What you need to do: Transcribe the data that follows in full. Leave out the pictures.

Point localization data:
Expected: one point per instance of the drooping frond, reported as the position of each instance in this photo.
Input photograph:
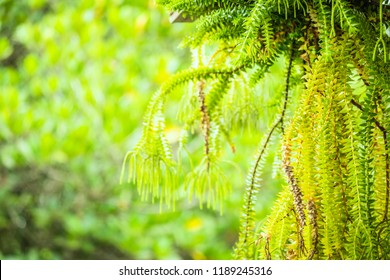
(336, 146)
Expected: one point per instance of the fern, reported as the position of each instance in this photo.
(334, 127)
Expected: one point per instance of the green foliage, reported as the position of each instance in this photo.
(75, 79)
(332, 118)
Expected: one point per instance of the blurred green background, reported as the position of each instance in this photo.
(75, 80)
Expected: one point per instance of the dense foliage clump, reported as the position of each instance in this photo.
(332, 122)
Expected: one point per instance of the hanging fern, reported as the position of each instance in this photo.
(334, 130)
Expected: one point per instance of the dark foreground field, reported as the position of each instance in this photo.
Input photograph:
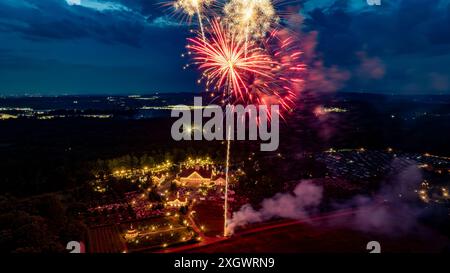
(323, 235)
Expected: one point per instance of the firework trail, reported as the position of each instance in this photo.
(224, 64)
(245, 56)
(250, 18)
(247, 73)
(193, 7)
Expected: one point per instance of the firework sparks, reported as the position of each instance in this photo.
(250, 18)
(193, 7)
(246, 73)
(227, 63)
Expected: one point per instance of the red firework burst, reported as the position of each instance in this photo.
(248, 73)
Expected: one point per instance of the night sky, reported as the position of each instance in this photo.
(134, 46)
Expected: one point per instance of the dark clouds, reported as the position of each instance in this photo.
(401, 46)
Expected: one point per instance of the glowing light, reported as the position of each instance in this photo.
(193, 7)
(250, 18)
(227, 63)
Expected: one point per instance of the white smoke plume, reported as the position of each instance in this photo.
(299, 204)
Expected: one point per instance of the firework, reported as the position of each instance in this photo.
(193, 7)
(250, 18)
(227, 63)
(244, 72)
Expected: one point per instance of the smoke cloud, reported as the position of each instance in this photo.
(299, 204)
(389, 211)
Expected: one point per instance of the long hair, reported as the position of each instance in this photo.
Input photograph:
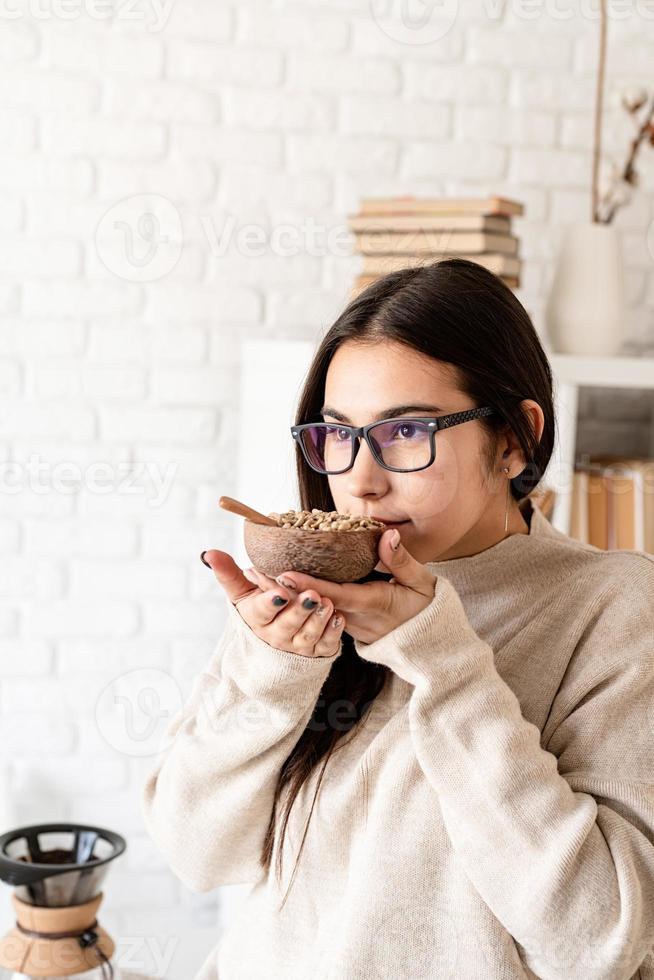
(453, 311)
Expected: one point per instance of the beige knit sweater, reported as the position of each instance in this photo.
(492, 818)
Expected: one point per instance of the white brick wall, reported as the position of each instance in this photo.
(119, 376)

Solution for this problem:
Expected: one point per instance of the drooping frond, reported as the position of each instance in this photo.
Input photograph:
(336, 146)
Expected: one point per instance of the fern, reported as the position of each instance in this photo.
(334, 127)
Expected: one point per instance of the green foliage, reported as the position of each instance in this photo.
(75, 79)
(332, 118)
Expected: one point per instance of the blurred green background, reported as the position of each instance in this photo.
(75, 80)
Expected: one point per instance of the dense foliage clump, reported as the position of each instance in this photo.
(332, 122)
Expected: one point per instance of the hanging fern, reported as the position of each instance in this photo.
(334, 130)
Expected: one point per instance of the dark foreground field, reported as the position of each instance in this photo.
Input photograph:
(323, 235)
Expected: one point per instance of the firework trail, reported as the position of each instance in this photo.
(224, 64)
(245, 56)
(250, 18)
(247, 73)
(193, 7)
Expected: one point per instance of the firework sparks, reported as the position of each instance in this photo.
(250, 18)
(193, 7)
(246, 73)
(227, 63)
Expected: one point per instance of the red firework burst, reported as the position of each instance in this photo.
(248, 73)
Expected: one point per instance of the night sky, reported as the position of each instance in this photo.
(134, 46)
Expected: one point per instance of the dark clouds, reported as the position of each instance in this photo.
(401, 46)
Expected: one point per instance of the glowing light, reported as the position of each instance in this photo.
(193, 7)
(250, 18)
(227, 63)
Expected: one point per instance of the white smoke plume, reported as the position of each instance in this photo.
(299, 204)
Expected: one point per instance of the firework, reported as the position of each instance in this photo.
(193, 7)
(250, 18)
(227, 63)
(244, 72)
Expected: one point per instance of the smoke cloud, reported as the position of each instance in this photo.
(299, 204)
(389, 211)
Expected: one point per instance of the long hair, reported as the position of each instance in this photo.
Input photograph:
(453, 311)
Expected: one point per instance of the beige knit sweater, reported as the position of each instance in this photo.
(492, 818)
Expected: one point per instance of the white brick wall, reported as the position of each instance in this photo.
(119, 376)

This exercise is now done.